• Selected text:
▬▬▬▬▬▬▬▬▬▬
There is a big problem with the double flange and not being able to bolt it down which is crucial part of any major fender job[only if you are using the PSM design roller actually], because the stress of pulling/flairing the fender goes straight to that mounting spot and can mess up a job very easily if not bolted down.
I've learned to cope with the durn thing and have done roughly 40~50 fender jobs with it. The way I get around it is to have my own cheap open end lug nuts for m12x1.5 or 1.25, or what ever else that I do not mind ruining the acorn/taper part of the lug nut and not use the taper adapter and bolt it down as much as I can so the arm of the roller does not move[and also I use my own lug nuts on most cars as most have after market lug nuts that I do not want to ruin]. I've done this so many times that the fender roller itself actually has warn a groove in it so I am able to put the lug nut on securely now.
I actually have had the idea of completely cutting the plate of the arm flange off and just welding it on to the hub mount so I can always have a secure mounting point with out having to worry about mounting it to the hub.
Just my $0.02 for PSM roller, I've only encountered 3 cars where I would have to flip the arm around to normal orientation like eastwood roller would normally be positioned, other wise, I actually do enjoy not having to drop the suspension setup just to be able to fit my fender roller in place for a fender job.
▬▬▬▬▬▬▬▬▬▬
• Dataset excerpts:
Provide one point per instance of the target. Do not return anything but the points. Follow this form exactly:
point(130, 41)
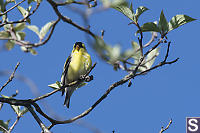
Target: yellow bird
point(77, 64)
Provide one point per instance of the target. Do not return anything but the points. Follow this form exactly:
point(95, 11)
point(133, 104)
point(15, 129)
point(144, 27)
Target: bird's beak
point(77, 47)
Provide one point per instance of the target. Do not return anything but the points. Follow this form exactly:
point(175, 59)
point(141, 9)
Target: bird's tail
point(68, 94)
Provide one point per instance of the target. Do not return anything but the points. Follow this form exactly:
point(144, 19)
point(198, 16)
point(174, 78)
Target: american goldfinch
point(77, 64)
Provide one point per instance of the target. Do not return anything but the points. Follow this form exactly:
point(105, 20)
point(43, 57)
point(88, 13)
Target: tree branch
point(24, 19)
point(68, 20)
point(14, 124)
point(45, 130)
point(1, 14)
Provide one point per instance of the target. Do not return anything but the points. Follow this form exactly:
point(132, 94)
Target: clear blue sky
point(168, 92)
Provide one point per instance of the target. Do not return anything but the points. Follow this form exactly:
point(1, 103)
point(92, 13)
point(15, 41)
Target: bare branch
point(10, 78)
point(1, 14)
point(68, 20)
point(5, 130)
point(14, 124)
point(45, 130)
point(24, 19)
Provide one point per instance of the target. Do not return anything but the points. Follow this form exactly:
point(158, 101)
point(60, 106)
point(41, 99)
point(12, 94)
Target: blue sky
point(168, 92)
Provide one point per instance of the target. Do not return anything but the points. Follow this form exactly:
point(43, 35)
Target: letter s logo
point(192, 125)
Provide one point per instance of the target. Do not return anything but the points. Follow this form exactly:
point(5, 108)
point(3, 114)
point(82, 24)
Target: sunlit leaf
▬▬▬▬▬▬▬▬▬▬
• Directions:
Decide whether each statement agrees with the post about the fender roller, answering yes or no and quoting the words from the post that settle it. (a) The writer has done about 40 to 50 fender jobs with the roller. (b) The writer uses the taper adapter when bolting the roller down. (c) The writer has come across more than five cars that required flipping the arm around.

• Solution to this problem:
(a) Yes: "have done roughly 40~50 fender jobs with it."
(b) No: "not use the taper adapter and bolt it down as much as I can."
(c) No: "I've only encountered 3 cars where I would have to flip the arm around."